Print only the line with "Can you find the dark stall" and the lines after it, ending with the last line of the material, each exactly as it stands.

Start of RECORDS FOR THE EXERCISE

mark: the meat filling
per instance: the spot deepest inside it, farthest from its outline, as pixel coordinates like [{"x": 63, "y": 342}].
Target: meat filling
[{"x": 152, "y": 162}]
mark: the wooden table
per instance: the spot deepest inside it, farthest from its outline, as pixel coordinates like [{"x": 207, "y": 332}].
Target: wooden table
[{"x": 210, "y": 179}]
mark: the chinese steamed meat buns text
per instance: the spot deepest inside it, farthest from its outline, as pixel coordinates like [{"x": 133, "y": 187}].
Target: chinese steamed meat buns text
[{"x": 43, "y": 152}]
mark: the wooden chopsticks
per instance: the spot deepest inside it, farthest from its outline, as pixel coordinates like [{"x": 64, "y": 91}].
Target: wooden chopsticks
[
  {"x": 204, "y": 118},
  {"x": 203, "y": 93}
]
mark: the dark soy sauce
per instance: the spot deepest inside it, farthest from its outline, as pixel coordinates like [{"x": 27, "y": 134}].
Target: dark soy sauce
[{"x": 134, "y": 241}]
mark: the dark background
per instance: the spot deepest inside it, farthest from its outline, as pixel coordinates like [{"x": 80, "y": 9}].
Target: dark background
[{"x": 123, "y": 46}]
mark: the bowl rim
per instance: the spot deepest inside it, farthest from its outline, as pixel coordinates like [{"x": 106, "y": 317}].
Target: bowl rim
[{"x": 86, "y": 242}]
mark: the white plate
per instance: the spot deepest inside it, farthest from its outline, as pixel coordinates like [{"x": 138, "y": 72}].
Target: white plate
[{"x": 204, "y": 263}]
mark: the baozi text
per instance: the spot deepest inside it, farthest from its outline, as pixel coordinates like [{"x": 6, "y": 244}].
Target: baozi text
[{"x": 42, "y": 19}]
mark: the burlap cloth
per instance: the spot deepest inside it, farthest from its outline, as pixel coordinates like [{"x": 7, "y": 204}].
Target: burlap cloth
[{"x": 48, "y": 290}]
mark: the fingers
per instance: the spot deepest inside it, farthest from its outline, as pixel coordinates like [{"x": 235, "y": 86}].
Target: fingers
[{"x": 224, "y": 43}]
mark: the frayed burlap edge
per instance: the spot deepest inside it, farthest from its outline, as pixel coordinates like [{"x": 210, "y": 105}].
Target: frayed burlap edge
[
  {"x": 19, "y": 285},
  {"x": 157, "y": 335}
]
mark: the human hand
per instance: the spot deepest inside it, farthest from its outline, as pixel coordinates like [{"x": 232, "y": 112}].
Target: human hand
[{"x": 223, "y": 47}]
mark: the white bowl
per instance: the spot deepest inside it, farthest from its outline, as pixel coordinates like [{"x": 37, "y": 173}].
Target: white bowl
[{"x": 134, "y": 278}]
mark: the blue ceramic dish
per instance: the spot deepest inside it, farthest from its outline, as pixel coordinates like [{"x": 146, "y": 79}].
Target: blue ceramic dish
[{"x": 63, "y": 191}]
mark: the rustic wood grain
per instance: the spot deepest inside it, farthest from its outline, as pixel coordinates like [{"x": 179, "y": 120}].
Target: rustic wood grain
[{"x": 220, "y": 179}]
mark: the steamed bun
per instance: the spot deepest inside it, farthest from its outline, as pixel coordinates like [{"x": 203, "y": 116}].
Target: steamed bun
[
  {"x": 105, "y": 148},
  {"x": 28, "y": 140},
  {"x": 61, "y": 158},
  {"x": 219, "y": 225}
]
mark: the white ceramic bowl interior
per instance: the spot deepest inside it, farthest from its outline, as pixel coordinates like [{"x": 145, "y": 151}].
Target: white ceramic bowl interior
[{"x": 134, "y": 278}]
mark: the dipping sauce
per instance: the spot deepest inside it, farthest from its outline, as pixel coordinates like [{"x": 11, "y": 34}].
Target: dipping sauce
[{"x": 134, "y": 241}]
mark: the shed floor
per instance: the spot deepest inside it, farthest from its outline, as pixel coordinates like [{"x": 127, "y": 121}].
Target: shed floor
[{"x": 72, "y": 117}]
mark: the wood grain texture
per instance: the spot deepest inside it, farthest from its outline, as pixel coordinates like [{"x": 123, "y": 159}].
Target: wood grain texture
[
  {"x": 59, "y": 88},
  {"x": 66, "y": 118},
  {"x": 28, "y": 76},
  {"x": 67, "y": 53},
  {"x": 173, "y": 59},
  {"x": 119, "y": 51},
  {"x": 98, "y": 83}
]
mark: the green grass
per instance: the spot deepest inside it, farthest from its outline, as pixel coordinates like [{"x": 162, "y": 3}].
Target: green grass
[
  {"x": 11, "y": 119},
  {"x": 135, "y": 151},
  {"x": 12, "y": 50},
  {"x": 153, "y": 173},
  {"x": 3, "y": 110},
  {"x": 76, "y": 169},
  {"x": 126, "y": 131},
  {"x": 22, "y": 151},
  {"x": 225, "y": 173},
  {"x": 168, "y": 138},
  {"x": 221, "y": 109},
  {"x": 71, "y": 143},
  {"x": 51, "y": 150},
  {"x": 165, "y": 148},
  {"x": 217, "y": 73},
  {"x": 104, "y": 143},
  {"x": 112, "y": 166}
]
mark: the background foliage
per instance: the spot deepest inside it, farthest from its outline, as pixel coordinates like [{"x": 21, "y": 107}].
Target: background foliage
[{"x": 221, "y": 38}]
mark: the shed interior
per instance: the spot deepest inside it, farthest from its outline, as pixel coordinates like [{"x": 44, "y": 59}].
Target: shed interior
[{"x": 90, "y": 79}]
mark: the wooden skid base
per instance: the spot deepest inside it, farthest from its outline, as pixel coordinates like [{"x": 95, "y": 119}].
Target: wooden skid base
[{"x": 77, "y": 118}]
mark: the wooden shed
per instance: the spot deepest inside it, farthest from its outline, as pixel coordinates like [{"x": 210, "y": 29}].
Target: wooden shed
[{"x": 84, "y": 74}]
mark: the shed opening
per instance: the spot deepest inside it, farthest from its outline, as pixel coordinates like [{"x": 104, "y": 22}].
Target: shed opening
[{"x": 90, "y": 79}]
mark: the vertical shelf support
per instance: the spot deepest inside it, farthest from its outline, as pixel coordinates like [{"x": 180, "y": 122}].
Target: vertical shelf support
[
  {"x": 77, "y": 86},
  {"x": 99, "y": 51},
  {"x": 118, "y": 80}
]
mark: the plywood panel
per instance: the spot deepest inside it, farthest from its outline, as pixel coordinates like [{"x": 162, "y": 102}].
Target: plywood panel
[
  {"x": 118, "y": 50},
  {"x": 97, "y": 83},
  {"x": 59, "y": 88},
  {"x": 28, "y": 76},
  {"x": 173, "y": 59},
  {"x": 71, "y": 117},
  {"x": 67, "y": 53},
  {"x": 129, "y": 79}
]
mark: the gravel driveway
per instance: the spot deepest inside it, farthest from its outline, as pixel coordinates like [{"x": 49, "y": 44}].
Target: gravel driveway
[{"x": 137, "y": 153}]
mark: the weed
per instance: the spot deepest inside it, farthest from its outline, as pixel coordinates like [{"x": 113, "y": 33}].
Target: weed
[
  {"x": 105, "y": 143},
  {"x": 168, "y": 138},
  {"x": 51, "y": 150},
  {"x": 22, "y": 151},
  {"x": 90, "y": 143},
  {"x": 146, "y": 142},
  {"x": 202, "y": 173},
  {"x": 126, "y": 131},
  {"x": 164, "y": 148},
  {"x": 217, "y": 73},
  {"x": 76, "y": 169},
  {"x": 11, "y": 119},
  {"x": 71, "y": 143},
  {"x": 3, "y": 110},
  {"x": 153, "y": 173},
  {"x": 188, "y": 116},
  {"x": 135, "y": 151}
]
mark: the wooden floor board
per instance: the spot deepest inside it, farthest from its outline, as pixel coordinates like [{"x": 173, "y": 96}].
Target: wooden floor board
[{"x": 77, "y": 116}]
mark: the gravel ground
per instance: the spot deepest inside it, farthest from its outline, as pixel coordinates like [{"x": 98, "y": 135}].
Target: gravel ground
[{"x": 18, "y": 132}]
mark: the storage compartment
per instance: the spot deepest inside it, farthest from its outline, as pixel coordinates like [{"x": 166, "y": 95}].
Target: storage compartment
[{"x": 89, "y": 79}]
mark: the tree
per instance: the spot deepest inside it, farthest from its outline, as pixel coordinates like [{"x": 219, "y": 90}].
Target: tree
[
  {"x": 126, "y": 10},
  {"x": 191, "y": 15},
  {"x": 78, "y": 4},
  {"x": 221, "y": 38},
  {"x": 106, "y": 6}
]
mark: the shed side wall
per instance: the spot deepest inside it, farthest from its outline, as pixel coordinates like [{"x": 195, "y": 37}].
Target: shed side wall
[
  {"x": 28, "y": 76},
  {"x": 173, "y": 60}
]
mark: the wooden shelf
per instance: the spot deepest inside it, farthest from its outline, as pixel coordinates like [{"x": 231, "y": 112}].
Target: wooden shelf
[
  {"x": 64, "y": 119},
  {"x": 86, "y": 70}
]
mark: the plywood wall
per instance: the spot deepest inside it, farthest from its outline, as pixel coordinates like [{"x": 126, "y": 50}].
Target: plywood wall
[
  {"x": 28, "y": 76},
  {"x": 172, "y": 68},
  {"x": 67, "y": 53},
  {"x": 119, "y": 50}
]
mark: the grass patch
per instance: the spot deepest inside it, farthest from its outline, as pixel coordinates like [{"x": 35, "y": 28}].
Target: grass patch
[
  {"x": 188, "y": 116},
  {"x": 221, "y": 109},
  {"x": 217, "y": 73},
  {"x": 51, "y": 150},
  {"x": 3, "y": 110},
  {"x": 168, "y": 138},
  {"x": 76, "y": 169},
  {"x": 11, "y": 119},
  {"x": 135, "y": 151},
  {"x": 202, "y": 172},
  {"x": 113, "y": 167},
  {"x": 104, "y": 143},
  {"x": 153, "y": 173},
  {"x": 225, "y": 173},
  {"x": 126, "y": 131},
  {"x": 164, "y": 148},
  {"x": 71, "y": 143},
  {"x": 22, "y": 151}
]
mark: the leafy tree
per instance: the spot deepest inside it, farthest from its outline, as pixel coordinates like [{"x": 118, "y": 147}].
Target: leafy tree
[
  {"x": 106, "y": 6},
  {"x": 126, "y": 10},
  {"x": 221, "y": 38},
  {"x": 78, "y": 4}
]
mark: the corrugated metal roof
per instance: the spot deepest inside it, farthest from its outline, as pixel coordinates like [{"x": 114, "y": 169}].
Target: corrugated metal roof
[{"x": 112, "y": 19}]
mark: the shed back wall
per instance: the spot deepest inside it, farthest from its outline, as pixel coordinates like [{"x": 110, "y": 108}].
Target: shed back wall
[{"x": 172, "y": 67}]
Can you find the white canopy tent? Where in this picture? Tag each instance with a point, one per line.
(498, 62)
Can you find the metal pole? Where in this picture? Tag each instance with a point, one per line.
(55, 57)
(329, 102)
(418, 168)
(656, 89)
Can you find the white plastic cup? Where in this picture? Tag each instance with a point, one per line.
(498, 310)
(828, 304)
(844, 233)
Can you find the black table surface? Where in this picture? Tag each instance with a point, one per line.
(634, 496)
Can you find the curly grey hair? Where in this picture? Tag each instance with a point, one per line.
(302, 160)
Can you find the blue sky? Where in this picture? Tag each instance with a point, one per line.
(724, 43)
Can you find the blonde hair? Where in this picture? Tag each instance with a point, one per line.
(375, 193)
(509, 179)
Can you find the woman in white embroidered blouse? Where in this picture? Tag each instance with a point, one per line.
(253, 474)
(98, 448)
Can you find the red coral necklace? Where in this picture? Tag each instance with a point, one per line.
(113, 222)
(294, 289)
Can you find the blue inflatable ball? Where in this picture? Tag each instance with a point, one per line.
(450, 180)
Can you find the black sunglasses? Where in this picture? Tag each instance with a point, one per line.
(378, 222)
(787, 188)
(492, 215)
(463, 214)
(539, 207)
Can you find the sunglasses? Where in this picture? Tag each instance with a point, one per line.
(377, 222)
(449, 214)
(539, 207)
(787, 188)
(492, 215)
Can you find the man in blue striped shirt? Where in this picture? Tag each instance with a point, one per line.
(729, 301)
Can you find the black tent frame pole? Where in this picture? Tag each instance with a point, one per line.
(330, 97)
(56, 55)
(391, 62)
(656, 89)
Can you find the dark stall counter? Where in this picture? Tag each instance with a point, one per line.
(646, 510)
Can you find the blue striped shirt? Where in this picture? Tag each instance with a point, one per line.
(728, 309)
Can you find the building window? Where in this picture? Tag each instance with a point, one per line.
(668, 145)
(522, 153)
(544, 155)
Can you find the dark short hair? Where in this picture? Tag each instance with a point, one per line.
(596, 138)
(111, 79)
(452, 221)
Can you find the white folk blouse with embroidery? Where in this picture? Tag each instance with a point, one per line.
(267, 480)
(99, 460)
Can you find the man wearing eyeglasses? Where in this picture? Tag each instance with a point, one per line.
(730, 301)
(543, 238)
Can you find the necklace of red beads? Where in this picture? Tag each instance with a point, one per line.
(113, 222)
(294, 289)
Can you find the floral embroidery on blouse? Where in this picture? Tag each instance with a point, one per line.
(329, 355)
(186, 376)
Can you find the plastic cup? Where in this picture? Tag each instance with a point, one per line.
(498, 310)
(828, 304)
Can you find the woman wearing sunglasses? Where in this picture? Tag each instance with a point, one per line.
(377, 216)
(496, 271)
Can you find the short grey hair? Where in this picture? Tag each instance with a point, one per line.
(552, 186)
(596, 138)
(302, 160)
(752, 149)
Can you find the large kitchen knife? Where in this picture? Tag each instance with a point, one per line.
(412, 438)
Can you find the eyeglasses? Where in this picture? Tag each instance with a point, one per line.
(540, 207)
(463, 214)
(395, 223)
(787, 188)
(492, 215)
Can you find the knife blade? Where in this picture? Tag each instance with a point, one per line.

End of RECORDS FOR THE EXERCISE

**WORKED SOLUTION**
Can you find the dark stall counter? Where in this picture? Tag each instance with a point, one per line.
(646, 510)
Can you find the blue striped shirt? Where in this picture? Tag each instance with a point, one per line.
(728, 309)
Can you find the building window? Where in this picture? Tag each instance with a point, one per line.
(668, 145)
(522, 153)
(544, 155)
Can you find the dark short hair? Where in this picture? Tag each instance with a point, one per line.
(596, 138)
(111, 79)
(452, 221)
Can you find the white folk blouse with embroidery? Where in this picture? Tag each instance with a point, one per line.
(267, 480)
(99, 460)
Can you find the man wearing eyeglasses? Where in this picture? Tag each instance with a point, one per line.
(730, 301)
(543, 238)
Can you find the necklace of red beads? Where in this picture? Tag each instance with a point, one per line.
(113, 222)
(294, 289)
Can you find the floral embroidery on blouse? Where in this picture? Tag each instance with a point, one per line.
(329, 355)
(186, 376)
Can you find the plastic cup? Where in this picture? Tag each instance with a point, one per line.
(498, 310)
(828, 304)
Can you find the woman wearing sunglasses? Where in this picture? Tag each instance with a point, one per line.
(377, 216)
(496, 271)
Can you find the short grey hair? Where in this picture? Tag each instance with a point, one per line.
(552, 186)
(596, 138)
(302, 160)
(752, 149)
Can you find the large kitchen knife? Where in this picture? Tag each instance with a point, one per line.
(412, 438)
Can you find the eyeglasses? Where in this picture? Tag each instance with a point, one per line.
(540, 207)
(463, 214)
(395, 223)
(787, 188)
(492, 215)
Can you find the knife blade? Where in this picture? Tag each instance with a point, one per line.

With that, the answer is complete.